■ **Aim of the exercise**:
Can you repeat the data below, starting at its very first line and stopping after the line that contains "x=225, y=92", with both of those lines included? Leave the pictures out.

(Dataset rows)
++++
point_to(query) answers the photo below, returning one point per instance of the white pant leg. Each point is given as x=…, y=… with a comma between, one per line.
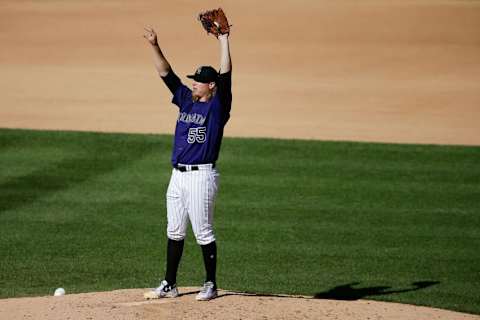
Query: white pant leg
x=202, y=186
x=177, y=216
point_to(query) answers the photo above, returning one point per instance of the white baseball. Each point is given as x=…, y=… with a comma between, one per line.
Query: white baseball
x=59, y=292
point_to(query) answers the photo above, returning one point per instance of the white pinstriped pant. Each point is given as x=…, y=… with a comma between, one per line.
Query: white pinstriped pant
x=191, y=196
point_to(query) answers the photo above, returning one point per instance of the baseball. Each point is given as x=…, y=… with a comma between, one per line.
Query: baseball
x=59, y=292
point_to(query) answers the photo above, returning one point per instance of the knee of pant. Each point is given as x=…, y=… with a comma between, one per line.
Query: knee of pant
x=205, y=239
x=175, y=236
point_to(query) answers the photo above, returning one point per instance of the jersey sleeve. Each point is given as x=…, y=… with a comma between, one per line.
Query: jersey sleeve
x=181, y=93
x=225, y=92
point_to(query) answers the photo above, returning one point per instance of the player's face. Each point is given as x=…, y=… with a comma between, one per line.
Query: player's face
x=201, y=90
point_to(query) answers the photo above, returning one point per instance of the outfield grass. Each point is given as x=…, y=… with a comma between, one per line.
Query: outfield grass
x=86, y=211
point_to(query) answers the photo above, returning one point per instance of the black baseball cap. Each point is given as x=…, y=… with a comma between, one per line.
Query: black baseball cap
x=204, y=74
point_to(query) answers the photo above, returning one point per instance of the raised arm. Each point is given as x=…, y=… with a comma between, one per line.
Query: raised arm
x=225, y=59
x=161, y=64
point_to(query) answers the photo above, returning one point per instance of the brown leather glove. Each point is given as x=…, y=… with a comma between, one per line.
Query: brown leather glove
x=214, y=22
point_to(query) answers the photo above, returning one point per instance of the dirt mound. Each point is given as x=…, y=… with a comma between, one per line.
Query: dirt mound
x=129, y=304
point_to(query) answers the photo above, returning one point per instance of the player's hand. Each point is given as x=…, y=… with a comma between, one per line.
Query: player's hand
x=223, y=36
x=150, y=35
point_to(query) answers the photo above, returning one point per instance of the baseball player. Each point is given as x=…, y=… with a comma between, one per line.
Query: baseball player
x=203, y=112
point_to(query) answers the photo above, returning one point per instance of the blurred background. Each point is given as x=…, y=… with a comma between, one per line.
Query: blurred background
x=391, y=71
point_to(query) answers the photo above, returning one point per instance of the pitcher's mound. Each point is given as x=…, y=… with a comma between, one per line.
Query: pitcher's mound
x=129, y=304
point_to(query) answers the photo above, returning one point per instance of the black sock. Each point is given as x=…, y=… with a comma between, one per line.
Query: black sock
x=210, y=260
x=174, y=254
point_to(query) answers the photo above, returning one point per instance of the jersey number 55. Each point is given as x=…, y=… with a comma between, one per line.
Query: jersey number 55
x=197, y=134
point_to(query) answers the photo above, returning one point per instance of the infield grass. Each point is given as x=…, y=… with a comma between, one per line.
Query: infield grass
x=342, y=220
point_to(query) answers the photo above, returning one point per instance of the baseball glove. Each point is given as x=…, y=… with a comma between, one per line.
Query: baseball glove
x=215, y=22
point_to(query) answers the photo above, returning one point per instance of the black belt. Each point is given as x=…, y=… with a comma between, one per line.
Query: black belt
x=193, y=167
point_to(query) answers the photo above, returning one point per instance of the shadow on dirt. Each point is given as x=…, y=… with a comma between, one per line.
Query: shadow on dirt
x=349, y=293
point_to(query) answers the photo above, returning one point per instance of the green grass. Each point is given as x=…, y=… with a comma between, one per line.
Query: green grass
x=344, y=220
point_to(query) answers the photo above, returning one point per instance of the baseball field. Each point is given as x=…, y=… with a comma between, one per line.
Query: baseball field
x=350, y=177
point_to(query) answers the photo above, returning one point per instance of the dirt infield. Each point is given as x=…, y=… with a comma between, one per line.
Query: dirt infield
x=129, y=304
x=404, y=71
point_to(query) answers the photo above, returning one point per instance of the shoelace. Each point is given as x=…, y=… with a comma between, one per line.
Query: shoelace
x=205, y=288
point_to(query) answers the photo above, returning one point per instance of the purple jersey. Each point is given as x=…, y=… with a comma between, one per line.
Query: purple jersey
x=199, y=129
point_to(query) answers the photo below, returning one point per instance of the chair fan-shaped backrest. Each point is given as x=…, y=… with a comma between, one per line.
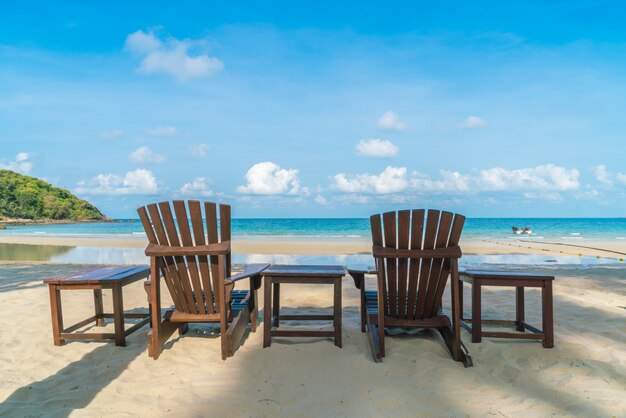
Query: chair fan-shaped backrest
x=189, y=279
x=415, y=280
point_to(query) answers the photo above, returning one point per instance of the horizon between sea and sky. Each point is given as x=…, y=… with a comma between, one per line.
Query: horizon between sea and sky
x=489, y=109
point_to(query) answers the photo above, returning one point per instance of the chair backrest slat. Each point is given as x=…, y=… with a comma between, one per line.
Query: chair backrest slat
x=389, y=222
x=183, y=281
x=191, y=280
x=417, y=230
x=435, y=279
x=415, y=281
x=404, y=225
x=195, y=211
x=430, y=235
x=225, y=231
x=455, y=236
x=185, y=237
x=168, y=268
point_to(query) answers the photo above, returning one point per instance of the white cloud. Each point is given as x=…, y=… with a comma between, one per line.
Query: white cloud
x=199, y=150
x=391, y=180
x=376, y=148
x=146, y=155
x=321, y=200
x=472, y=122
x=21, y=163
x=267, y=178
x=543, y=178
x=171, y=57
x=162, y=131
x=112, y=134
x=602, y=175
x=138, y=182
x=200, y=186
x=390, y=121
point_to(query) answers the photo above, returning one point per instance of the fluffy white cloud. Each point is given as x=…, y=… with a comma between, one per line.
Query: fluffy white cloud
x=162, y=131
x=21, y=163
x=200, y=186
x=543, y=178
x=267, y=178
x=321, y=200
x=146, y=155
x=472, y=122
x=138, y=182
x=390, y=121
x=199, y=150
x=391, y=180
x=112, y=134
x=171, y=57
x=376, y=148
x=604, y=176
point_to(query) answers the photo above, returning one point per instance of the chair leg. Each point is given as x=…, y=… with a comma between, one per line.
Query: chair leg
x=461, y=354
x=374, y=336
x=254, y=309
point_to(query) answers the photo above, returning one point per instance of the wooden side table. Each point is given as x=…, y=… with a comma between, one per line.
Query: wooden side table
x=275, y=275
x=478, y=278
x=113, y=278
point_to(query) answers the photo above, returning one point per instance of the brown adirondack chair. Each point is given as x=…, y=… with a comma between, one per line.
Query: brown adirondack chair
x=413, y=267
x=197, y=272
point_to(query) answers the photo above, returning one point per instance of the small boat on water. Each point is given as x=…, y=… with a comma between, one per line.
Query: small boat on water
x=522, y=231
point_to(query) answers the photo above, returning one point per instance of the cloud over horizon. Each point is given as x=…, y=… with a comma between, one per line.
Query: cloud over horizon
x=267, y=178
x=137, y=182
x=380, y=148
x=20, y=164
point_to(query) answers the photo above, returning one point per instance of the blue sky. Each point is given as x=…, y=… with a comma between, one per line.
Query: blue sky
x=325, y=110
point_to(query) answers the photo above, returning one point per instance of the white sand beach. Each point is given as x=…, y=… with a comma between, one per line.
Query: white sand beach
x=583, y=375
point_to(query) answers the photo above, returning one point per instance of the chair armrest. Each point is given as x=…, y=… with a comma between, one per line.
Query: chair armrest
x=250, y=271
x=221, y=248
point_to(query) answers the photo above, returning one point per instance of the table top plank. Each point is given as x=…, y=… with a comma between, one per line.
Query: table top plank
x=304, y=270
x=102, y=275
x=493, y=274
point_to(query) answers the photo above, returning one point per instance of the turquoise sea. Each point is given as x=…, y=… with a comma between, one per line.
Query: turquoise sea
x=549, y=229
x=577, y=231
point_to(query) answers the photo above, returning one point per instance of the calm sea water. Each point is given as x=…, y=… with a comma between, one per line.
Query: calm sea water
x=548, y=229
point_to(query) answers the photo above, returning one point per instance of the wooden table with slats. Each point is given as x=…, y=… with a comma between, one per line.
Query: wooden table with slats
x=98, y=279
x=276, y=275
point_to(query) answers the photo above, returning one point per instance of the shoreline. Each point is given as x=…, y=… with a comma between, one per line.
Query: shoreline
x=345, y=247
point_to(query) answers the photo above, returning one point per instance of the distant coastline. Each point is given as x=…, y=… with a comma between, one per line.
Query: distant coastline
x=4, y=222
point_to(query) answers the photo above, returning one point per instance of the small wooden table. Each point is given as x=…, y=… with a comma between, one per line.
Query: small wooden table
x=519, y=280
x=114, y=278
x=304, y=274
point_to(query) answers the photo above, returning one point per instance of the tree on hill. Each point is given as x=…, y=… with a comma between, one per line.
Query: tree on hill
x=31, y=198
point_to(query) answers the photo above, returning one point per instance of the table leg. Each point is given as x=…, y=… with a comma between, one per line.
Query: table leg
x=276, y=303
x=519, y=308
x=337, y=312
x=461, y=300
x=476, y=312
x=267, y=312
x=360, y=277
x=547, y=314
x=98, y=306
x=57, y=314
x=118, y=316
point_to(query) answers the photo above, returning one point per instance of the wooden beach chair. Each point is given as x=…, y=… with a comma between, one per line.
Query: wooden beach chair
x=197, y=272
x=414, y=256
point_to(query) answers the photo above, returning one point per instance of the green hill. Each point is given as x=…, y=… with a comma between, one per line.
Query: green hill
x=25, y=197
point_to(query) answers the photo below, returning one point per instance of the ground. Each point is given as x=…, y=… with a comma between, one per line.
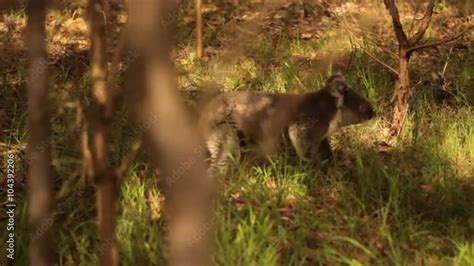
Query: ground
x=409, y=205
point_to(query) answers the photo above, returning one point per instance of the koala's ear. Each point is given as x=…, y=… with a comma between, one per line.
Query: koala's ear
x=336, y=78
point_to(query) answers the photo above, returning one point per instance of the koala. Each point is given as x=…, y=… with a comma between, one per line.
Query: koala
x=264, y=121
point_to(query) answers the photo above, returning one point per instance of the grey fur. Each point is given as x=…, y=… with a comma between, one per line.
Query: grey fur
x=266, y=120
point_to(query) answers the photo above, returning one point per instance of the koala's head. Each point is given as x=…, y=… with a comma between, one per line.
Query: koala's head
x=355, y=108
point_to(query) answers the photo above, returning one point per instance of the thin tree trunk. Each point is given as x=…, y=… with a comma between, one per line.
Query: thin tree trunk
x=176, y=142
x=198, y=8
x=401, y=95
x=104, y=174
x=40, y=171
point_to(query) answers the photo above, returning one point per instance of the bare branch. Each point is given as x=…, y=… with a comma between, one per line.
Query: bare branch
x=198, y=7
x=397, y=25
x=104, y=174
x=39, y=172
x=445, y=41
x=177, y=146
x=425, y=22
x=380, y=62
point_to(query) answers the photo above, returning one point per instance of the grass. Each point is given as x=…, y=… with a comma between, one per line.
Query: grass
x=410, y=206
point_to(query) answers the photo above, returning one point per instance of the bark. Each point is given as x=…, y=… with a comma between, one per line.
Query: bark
++++
■ **Result for this task**:
point_to(query) answers the photo below, returning one point per instance of the white pant leg. Each point is given as x=…, y=… with a comma between, one per line.
Query: white pant leg
x=202, y=186
x=177, y=216
point_to(query) answers the photo above, returning one point per instance of the white baseball. Each point is given as x=…, y=… with a comma between, one per line.
Query: white baseball
x=59, y=292
point_to(query) answers the photo above, returning one point per instance of the white pinstriped pant. Each point is given as x=…, y=… with a comma between, one per line.
Query: white pinstriped pant
x=191, y=196
point_to(query) answers the photo above, returning one point per instance of the baseball. Each point is given as x=…, y=… with a comma between, one per line.
Query: baseball
x=59, y=292
point_to(query) answers the photo above, returning one point per instance of the knee of pant. Each point is given as x=…, y=… with a comma between, one per line.
Query: knee of pant
x=205, y=239
x=175, y=236
point_to(query) answers the photo above, returning one point per instance of the jersey sleeve. Each point is given as x=…, y=… with a comma between, one per line.
Query: jersey sleeve
x=181, y=93
x=225, y=92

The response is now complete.